Copy out, exactly as written, only the line containing "Each instance of the dirt" and the lines after it through the end of the records.

[START OF DATA EXCERPTS]

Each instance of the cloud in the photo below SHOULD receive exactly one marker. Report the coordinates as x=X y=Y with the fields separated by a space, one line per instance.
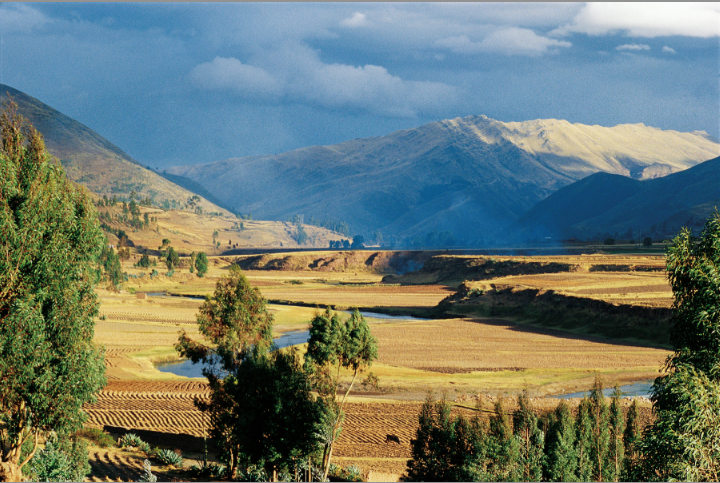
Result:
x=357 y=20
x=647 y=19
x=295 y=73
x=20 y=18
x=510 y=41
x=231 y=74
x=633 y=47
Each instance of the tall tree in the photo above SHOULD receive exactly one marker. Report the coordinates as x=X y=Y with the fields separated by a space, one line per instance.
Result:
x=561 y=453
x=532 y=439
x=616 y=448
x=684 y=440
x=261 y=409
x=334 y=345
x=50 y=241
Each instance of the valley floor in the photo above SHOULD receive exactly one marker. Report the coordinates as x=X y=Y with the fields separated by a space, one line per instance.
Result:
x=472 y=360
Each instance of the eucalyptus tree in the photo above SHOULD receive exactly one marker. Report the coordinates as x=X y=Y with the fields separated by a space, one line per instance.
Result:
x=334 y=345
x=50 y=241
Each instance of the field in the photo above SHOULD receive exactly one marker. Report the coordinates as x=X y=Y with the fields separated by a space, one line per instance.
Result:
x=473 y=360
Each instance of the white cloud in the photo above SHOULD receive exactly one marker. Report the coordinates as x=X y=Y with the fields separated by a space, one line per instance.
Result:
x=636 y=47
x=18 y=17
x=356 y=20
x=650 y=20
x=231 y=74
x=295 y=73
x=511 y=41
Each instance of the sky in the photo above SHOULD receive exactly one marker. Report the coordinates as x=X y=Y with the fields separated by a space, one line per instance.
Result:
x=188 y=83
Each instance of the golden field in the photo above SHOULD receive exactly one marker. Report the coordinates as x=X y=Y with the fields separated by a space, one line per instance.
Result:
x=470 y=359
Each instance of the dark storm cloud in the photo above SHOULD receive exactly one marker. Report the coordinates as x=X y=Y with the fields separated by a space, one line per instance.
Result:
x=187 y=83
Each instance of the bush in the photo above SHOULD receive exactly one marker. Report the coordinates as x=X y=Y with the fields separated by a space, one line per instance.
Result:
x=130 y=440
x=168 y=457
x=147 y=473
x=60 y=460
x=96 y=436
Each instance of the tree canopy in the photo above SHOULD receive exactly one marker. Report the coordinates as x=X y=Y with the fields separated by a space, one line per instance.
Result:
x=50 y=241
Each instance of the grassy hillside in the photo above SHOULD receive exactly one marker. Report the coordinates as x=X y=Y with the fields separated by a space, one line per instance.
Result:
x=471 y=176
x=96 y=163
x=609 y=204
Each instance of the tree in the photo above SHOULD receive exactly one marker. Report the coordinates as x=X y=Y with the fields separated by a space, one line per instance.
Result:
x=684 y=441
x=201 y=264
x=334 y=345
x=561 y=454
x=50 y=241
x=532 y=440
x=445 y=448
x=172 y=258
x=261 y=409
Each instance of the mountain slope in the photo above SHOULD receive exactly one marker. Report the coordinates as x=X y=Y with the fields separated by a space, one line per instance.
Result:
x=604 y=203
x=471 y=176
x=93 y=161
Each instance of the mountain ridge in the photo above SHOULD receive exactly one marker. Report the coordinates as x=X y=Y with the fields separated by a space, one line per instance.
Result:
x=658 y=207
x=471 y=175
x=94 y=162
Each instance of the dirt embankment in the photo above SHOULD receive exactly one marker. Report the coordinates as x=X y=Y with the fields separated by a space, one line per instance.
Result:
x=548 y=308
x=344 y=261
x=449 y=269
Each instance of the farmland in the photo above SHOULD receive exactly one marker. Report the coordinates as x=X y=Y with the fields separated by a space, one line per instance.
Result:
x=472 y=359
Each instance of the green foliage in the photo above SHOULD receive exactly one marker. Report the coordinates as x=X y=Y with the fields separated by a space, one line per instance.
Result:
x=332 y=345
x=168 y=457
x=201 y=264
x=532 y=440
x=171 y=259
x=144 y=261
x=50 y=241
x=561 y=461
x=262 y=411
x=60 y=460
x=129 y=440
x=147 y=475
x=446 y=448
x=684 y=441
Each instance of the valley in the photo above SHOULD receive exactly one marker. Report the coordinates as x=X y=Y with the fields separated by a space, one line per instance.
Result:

[END OF DATA EXCERPTS]

● **SOLUTION TO THE EXERCISE**
Each instance of the dirt embankment in the photo above SHOULD receive exactly one marker. Report the coordinates as x=X y=Y with the fields separated by a space, one line per instance.
Result:
x=548 y=308
x=344 y=261
x=449 y=269
Each instance of the farmland in the photo above SHOULD receive exactly one marker. Report the coordinates as x=X y=Y with the fields separated by a space, one line per instance.
Result:
x=472 y=359
Each instance of the green foliage in the photo above SHOULD receive exactly one marker. Report the coordinates as x=X y=Y with the fields separated by a space, one line per instance.
Result:
x=332 y=345
x=168 y=457
x=201 y=264
x=532 y=440
x=171 y=259
x=144 y=261
x=50 y=241
x=561 y=461
x=262 y=411
x=60 y=460
x=129 y=440
x=147 y=475
x=446 y=448
x=684 y=441
Each instance of the valley in the photo above SHOULD receive exactly one marker. Report the coordinates as x=X y=Y with the fields separated by a space, one line per instance.
Result:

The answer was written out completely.